**EXERCISE REQUIREMENTS:** Continue the discussion of Paul's instruction in 14:33b-36 on women keeping silent in the Corinthian meetings, beginning after its last sentence.

**EXTRACT:**
— Start —

In the light of Paul’s presumption that women will pray and prophesy in the community gatherings, his words in 14:33b-36 are difficult to understand, so difficult in fact that many treat them as an intrusive addition.(64) In fact, however, the passage is but one more in a series of Pauline injunctions in this part of chapter 14 involving the use of the terms be subordinate (hupotassesthai, v. 32) and be silent (sigan, vv. 28 and 30), by which Paul is trying to prescribe order and peace in the meetings of the Corinthian church. The passage runs:

“As in all the churches (ekklesiais), let the women be silent in the meetings of the community (ekklesiais). It is not permitted them to speak, rather let them be subordinate, as the law itself says. If they wish to learn about something, let them ask their own husbands at home, for it is shameful for a woman to speak at the meeting of the community (ekklesia). Or has the word of God gone out from you? Or has it reached you alone?

— End —

**STORED ROWS:**
— Start —

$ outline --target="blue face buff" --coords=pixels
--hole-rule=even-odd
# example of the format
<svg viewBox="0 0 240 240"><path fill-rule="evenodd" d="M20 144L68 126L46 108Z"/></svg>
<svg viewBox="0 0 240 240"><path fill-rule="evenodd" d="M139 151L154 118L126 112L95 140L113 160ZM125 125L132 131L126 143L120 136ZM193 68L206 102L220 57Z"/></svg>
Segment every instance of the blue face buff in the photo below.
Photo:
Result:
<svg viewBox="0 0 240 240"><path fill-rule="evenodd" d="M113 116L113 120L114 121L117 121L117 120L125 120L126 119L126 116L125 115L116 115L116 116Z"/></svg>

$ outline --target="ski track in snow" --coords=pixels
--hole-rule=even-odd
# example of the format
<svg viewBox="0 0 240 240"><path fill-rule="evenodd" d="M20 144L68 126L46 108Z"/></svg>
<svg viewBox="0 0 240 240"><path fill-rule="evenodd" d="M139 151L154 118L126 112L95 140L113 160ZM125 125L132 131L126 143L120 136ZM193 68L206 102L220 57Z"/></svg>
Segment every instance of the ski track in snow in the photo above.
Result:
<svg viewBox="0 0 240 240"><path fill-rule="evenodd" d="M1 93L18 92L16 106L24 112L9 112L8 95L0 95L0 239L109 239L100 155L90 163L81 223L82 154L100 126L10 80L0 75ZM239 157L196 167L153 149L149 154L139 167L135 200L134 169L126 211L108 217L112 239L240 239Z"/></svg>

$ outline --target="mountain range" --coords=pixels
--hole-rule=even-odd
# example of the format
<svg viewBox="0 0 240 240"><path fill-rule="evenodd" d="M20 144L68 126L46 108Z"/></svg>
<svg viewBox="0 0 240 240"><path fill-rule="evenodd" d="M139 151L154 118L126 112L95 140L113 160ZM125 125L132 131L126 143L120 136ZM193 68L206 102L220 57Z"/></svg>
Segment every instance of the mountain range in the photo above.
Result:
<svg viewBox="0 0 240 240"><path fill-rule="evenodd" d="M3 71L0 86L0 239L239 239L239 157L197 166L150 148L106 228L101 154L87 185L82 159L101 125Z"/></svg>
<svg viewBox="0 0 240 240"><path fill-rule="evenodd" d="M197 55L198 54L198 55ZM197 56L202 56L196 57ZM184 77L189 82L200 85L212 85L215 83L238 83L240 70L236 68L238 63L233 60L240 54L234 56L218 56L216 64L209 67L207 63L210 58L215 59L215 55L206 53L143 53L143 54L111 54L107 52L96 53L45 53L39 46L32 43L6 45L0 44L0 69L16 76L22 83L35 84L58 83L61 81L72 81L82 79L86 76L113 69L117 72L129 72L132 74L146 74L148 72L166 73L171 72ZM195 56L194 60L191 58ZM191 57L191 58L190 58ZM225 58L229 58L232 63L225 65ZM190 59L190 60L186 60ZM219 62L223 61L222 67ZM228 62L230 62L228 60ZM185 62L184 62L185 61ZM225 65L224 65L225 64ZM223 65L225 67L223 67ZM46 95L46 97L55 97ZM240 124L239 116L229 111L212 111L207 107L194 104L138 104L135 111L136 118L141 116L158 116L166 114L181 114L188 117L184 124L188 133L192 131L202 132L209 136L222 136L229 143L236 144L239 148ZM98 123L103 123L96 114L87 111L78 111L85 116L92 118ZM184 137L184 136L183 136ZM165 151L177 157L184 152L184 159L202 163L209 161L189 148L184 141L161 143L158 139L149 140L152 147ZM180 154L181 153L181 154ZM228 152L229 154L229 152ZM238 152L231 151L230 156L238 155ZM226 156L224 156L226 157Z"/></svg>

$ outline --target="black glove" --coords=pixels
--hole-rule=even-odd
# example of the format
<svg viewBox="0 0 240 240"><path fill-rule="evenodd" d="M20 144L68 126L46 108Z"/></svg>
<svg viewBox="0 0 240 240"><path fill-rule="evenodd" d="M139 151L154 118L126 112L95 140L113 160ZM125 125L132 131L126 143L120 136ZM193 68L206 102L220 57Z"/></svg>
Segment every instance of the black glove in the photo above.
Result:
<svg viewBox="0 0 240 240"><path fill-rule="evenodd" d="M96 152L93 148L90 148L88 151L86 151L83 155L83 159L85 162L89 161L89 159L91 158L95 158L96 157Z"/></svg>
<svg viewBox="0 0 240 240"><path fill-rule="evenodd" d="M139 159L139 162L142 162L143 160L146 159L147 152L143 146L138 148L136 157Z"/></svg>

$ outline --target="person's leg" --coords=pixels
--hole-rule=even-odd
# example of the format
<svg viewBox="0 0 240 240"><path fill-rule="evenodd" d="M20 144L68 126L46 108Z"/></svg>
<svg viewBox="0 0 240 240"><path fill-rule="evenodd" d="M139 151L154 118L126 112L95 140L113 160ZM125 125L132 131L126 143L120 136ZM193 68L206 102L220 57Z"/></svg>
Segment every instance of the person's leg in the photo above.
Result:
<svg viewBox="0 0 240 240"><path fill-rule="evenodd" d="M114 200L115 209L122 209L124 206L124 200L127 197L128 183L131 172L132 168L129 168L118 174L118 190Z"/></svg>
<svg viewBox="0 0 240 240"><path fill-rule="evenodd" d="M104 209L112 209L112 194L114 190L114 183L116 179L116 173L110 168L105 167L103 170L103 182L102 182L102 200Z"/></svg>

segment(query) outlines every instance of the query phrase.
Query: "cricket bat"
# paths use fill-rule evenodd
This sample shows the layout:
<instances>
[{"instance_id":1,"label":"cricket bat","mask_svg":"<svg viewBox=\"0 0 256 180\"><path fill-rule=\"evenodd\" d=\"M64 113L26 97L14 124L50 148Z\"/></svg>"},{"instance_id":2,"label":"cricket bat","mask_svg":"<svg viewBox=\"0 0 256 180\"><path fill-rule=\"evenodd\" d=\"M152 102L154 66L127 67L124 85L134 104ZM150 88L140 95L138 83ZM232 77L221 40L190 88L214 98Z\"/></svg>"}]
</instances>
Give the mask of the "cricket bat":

— End —

**TASK ANSWER:**
The opening and closing lines indicate that, at the gatherings of the Corinthian community for worship, the women are doing something that is not done in all the churches, that it is against the law and shameful. It is the last instance treated in this chapter of an idiosyncratic manner of acting which creates the impression that the Corinthians think they are free to give practical expression of the gospel message in any way that suits them. What are these women doing? Obviously, it cannot be the simple fact of speaking, since they are presumed to be prophesying and praying in the community assemblies. Somehow, rather, their speaking is disruptive of the gathering and they are told to be silent as are those who have a message in tongues but no interpreter (v. 28), or who are prophesying when a prophetic word comes to someone else (v. 30). The injunction to “subordination” (v. 34) may reflect a lack of order in regard to their husbands, or it may echo a previous injunction that the spirit of the prophets is “subordinate” to the prophets. That is, no one moved by the Spirit of God is under such compulsion that they cannot either stop themselves or submit to the judgment of other spiritual persons in the community.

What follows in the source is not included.